--- O QUE SE PEDE ---
Prossiga o texto sobre Tônia Carrero a partir da última frase apresentada.

--- TRECHO ---
+ + +

Elas vivem iluminadas e mantêm seu brilho após partir, deixando acesa uma luz que não é apenas o reflexo dos holofotes que as perseguem nos palcos e nas telas. É algo que emana de sua essência quase divina – e que as tornam imortais. Assim são as divas. Assim foi Tônia Carrero, a estrela que magnetizou o Brasil por mais de seis décadas de atuações memoráveis no teatro, no cinema e na televisão. Dona de uma beleza incomum, que resistiu com serenidade à implacável passagem do tempo, a carioca nascida em 1922 estudou teatro em Paris na década de 1940 e estreou como atriz aos 25 anos. Sua ascensão ao estrelato coincidiu com período de glória da indústria cinematográfica brasileira, impulsionada pela criação da companhia Vera Cruz. Com Tônia Carrero, o Brasil foi capaz de emular o “star system”, modelo criado em Hollywood para gerar sucessos de bilheteria baseados no culto às estrelas. Contemporâneas de Tônia, as divas Ava Gardner, Rita Hayworth, Marilyn Monroe e Grace Kelly foram algumas das responsáveis por levar milhões de espectadores às salas de cinema em todo o mundo. Tônia Carrero seria capaz de fazer o mesmo, como deu provas em “Tico-tico no fubá”, filme de 1952 que competiu no Festival de Cannes, na França. A diva brasileira era assim apresentada ao mundo.

Passeata dos cem mil

Confiante em seus atributos físicos, Tônia jamais se viu refém da própria aparência. “Ser uma mulher bonita nunca atrapalha, só ajuda”, gostava de dizer, acrescentando que a “beleza abre portas, fortalece o caráter e nos torna mais condescendentes”. Depois de separada do primeiro marido, o artista plástico Arthur Thiré, com quem teve o filho Cecil, também ator, Tônia se casou com o diretor Adolfo Celi. Os dois foram parceiros também nos negócios, dividindo com Paulo Autran uma das mais influentes companhias teatrais do País, responsável por montagens de grande repercussão. No repertório, textos de Shakespeare e Sartre eram encenados com emoção e densidade, comprovando o talento da atriz e de seu parceiro de palco. A paixão pela arte dramática era vivida também nos bastidores. Tônia foi pessoalmente até o ministro da Justiça do presidente Costa e Silva, em pleno regime militar, para brigar pela liberação da peça “Navalha na carne”, de Plínio Marcos. Venceu duplamente. Sua interpretação da prostituta Neusa Suely rendeu o prêmio Molière e pôs fim a qualquer questionamento quanto ao seu desempenho em cena. No ano seguinte, 1968, Tônia marchou contra a censura ao lado de Eva Wilma, Leila Diniz, Odete Lara e Norma Bengell na Passeata dos Cem Mil. Sempre sedutora, era cobiçada por intelectuais e poderosos. “Eu me arrependo de não ter dado para Juscelino Kubitschek e Vinícius de Moraes”, afirmou certa vez, com sua peculiar sinceridade. “Se me importasse com o que pensam e falam de mim, não levantaria da cama”, dizia.

+ + +

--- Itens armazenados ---
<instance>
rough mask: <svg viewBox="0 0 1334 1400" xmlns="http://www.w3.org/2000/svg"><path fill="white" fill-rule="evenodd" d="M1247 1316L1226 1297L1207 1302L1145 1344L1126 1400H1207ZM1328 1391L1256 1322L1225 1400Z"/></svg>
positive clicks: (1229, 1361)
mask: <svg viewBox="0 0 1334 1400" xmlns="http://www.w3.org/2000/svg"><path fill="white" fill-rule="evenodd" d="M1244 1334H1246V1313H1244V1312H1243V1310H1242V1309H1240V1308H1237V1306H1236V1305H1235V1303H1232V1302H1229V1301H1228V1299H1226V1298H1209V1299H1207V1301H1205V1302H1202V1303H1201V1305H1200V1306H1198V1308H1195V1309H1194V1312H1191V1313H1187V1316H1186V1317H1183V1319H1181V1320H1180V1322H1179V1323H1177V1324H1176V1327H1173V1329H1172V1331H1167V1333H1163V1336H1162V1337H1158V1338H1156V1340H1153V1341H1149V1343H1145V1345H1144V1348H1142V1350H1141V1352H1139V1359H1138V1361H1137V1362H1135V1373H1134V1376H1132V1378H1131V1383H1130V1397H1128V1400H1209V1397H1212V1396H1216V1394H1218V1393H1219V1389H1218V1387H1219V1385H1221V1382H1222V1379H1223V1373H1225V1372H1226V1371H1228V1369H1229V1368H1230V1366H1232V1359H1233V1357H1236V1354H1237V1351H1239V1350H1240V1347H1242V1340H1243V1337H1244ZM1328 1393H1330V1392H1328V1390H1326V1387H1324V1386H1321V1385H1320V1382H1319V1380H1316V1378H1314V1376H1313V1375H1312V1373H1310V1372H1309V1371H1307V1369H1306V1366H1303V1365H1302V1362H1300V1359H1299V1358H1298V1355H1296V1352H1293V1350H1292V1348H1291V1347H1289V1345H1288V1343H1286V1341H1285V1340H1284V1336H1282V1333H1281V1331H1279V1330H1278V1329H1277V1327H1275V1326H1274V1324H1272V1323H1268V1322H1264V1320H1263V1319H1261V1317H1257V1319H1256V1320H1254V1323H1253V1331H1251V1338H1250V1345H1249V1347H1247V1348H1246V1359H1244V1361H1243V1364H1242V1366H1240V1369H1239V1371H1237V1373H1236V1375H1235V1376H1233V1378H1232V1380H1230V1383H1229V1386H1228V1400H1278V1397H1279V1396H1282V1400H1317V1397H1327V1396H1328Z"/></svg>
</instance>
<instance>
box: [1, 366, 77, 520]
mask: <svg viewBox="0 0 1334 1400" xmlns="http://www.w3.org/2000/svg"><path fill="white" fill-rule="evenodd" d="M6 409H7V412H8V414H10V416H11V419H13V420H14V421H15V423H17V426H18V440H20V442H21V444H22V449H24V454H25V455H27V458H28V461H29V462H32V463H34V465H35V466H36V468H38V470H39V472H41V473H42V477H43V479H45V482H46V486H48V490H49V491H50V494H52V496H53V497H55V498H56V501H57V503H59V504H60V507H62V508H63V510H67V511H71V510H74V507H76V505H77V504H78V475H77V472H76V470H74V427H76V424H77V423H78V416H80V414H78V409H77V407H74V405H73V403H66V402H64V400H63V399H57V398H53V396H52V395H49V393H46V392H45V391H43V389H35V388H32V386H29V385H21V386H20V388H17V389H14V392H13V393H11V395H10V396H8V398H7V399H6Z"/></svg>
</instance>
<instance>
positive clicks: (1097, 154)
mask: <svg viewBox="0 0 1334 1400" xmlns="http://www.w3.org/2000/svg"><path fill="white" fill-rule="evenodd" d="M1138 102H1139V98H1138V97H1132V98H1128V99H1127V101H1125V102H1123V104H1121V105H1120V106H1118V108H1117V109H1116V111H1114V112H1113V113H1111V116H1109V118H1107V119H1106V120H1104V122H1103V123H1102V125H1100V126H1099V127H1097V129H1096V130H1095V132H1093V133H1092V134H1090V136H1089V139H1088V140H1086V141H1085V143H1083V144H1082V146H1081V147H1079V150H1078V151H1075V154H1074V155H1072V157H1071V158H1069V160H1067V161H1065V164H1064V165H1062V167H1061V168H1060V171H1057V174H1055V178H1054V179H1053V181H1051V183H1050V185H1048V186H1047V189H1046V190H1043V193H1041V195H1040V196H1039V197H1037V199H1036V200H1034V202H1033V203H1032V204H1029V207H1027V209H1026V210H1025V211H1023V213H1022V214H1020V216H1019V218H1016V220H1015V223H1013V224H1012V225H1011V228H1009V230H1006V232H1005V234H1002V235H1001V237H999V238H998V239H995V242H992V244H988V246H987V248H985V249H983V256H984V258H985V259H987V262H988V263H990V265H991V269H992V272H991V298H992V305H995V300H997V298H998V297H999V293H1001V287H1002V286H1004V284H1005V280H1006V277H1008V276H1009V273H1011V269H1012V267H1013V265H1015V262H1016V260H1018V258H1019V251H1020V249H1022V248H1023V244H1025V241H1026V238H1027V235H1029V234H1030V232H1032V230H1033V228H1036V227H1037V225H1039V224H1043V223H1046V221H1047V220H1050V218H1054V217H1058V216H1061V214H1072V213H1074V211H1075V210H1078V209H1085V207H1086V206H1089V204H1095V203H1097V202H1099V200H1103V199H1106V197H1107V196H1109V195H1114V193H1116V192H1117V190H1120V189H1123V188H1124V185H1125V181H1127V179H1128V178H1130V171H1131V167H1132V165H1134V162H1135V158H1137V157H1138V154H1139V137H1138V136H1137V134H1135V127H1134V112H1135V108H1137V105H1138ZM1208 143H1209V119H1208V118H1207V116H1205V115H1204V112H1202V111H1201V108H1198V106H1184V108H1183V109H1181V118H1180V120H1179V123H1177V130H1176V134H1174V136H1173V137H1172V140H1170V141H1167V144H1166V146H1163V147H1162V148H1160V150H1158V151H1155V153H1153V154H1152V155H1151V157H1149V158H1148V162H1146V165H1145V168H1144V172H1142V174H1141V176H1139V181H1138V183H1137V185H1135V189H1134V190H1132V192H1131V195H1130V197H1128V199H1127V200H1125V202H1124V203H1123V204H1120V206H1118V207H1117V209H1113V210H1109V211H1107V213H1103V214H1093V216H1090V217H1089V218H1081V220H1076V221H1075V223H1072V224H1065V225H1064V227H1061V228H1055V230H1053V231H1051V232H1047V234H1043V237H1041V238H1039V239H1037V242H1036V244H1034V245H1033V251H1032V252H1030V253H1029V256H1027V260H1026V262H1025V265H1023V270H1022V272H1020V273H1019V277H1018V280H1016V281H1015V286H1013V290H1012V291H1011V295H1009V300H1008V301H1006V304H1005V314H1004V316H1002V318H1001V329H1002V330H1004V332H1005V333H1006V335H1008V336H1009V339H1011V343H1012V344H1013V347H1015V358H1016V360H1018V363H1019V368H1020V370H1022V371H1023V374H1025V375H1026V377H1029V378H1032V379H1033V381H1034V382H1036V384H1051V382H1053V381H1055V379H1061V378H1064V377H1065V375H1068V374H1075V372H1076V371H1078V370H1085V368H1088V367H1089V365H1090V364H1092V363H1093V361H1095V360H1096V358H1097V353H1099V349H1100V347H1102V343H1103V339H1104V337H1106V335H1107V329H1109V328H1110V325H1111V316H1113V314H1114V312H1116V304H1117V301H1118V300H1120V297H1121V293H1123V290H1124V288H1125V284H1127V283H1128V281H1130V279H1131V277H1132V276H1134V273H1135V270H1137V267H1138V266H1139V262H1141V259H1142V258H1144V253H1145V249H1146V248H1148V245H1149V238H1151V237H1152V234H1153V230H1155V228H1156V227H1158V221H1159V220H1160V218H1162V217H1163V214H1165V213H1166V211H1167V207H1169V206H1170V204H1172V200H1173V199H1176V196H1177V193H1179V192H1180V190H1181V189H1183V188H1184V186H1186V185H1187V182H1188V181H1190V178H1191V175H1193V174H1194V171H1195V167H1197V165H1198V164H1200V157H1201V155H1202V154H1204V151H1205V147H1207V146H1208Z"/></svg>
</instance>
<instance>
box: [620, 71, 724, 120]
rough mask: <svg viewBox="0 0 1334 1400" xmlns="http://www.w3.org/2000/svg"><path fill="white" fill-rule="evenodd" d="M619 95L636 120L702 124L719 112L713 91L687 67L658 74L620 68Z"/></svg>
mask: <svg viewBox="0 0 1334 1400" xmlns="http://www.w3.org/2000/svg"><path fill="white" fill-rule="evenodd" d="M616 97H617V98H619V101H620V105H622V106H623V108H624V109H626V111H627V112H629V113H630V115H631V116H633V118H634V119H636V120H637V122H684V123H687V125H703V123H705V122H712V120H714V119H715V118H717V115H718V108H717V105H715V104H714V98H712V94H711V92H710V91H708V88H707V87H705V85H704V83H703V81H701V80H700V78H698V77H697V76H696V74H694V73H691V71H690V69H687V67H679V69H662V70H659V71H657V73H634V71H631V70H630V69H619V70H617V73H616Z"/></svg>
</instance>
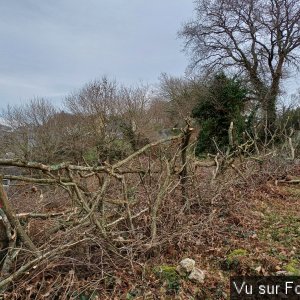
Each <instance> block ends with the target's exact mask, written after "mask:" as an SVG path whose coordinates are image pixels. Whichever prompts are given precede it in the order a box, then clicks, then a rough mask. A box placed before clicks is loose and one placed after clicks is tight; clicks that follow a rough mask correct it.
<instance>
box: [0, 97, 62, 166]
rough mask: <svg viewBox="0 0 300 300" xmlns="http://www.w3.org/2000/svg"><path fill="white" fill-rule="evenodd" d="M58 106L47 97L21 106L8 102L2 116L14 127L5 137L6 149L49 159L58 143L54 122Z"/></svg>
mask: <svg viewBox="0 0 300 300" xmlns="http://www.w3.org/2000/svg"><path fill="white" fill-rule="evenodd" d="M56 113H57V110H56V108H55V107H54V106H53V105H52V104H51V102H50V101H48V100H46V99H44V98H35V99H32V100H31V101H30V102H29V103H26V104H24V105H20V106H13V107H12V106H8V107H7V109H6V110H5V111H4V113H3V116H4V118H5V120H6V123H7V124H8V125H9V126H10V128H11V131H10V132H9V133H8V134H7V136H6V138H5V139H4V142H5V146H6V149H7V151H11V152H14V153H15V154H16V155H17V156H19V157H22V158H25V159H31V160H38V161H41V160H43V161H47V162H50V161H52V160H53V158H54V156H55V152H56V151H57V149H58V147H59V140H58V136H57V132H56V129H57V127H58V125H57V124H56V122H54V119H53V118H54V116H55V114H56Z"/></svg>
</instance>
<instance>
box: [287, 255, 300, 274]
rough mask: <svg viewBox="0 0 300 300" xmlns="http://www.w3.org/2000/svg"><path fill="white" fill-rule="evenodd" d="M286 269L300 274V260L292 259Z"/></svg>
mask: <svg viewBox="0 0 300 300" xmlns="http://www.w3.org/2000/svg"><path fill="white" fill-rule="evenodd" d="M284 269H285V271H287V272H289V274H290V275H294V276H300V262H299V261H297V260H296V259H293V260H291V261H290V262H289V263H288V264H287V265H286V266H285V268H284Z"/></svg>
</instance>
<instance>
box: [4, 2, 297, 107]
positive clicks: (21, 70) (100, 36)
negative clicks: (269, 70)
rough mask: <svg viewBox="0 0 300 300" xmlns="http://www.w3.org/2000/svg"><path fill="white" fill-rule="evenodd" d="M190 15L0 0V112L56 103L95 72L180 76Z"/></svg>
mask: <svg viewBox="0 0 300 300" xmlns="http://www.w3.org/2000/svg"><path fill="white" fill-rule="evenodd" d="M192 17H193V0H151V1H150V0H85V1H83V0H53V1H37V0H22V1H17V0H10V1H1V2H0V38H1V42H0V109H1V108H3V107H6V105H7V104H8V103H10V104H19V103H24V102H25V101H28V100H29V99H32V98H33V97H36V96H42V97H45V98H48V99H51V100H52V101H53V103H55V104H57V105H59V103H61V100H62V99H63V98H64V96H65V95H67V94H68V93H70V92H72V91H74V90H76V89H78V88H80V87H82V86H83V85H84V84H85V83H87V82H89V81H91V80H93V79H96V78H101V77H102V76H103V75H108V76H109V77H111V78H113V79H116V80H117V81H118V82H121V83H124V84H129V85H130V84H134V83H138V82H140V81H142V82H143V83H150V84H152V83H155V82H157V79H158V77H159V75H160V74H161V73H162V72H166V73H168V74H171V75H178V76H180V75H183V74H184V71H185V69H186V66H187V65H188V59H187V57H186V56H185V54H184V53H183V52H182V51H181V50H182V48H183V41H182V40H180V39H178V38H177V32H178V30H179V29H180V28H181V26H182V24H183V23H184V22H186V21H188V20H190V19H191V18H192ZM289 82H290V83H289V84H288V85H286V86H287V90H288V92H293V91H294V90H295V87H296V84H295V82H296V80H295V79H293V78H292V79H290V80H289Z"/></svg>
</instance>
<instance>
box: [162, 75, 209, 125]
mask: <svg viewBox="0 0 300 300" xmlns="http://www.w3.org/2000/svg"><path fill="white" fill-rule="evenodd" d="M203 89H204V85H203V82H201V80H199V79H194V78H181V77H173V76H170V75H167V74H165V73H163V74H162V75H161V77H160V86H159V95H160V96H161V97H162V98H163V99H165V100H166V101H167V102H168V107H167V108H166V109H167V111H168V114H169V118H170V121H171V122H173V126H174V125H175V124H178V123H181V124H180V125H182V126H184V125H185V121H184V120H185V119H186V118H187V117H190V116H191V112H192V109H193V108H194V107H195V105H196V103H197V102H198V100H199V95H200V94H202V93H203Z"/></svg>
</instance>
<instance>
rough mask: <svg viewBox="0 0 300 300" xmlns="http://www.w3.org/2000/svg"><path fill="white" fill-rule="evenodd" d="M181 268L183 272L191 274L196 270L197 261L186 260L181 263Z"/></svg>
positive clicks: (191, 259) (187, 259) (182, 260)
mask: <svg viewBox="0 0 300 300" xmlns="http://www.w3.org/2000/svg"><path fill="white" fill-rule="evenodd" d="M179 266H180V269H181V270H183V271H185V272H187V273H190V272H192V271H193V270H194V268H195V261H194V260H193V259H190V258H185V259H183V260H182V261H181V262H180V263H179Z"/></svg>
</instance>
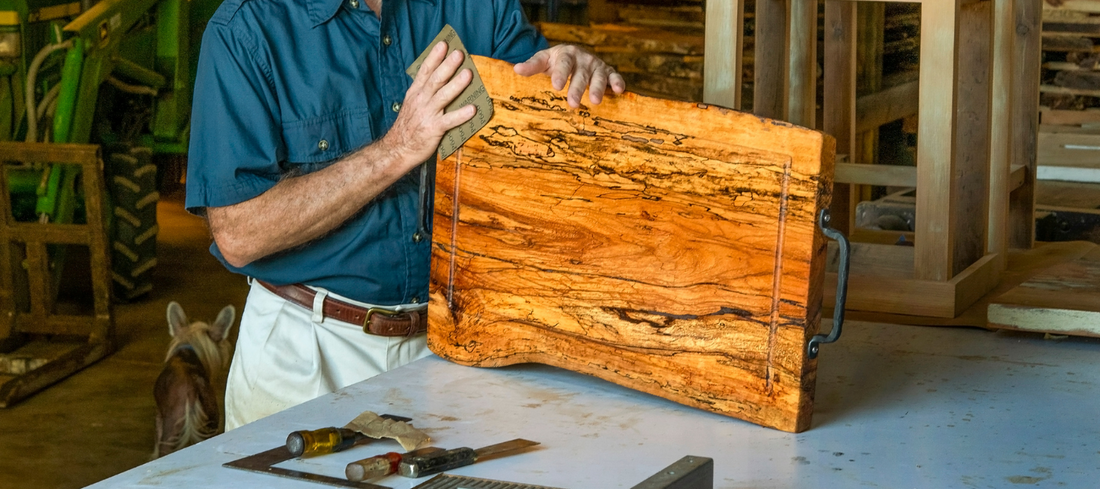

+ + +

--- RESPOSTA ESCRITA ---
Parada cardíaca 

A cama da qual ela não se levantaria jamais ficava na clínica São Vicente, na Gávea, Rio de Janeiro, onde estava internada. Uma parada cardíaca na noite do sábado 3 foi a causa da morte. Tônia viveu 95 anos e havia deixado de atuar há uma década. Como as grandes estrelas de sua geração, ela alcançara a imortalidade. Sua imagem, que combina de forma rara elegância e domínio dos recursos cênicos, está entronada no nobre salão ocupado pelas divas. Tônia pode não ter sido “o animal mais lindo do mundo”, como o cineasta francês Jean Cocteau definiu a atriz Ava Gardner. Nem a libertária encarnada por Leila Diniz, a musa feminista morta aos 27 anos que entrou para a história por falar abertamente sobre suas convicções sexuais em uma época na qual imperavam repressão e moralismo. Embora tenha declarado se arrepender de não ter ido para a cama com um presidente, ela não viveu o papel da amante, como fez Marilyn Monroe com John Kennedy. E nem o da esposa real, como Grace Kelly, ao se casar com o príncipe de Mônaco. Mas o destino reservou a Tônia Carrero um lugar especial na história, que ela soube ocupar com inteligência, determinação e o eterno amor pela arte de atuar. Esse lugar permanece dela. É assim quando as divas se vão.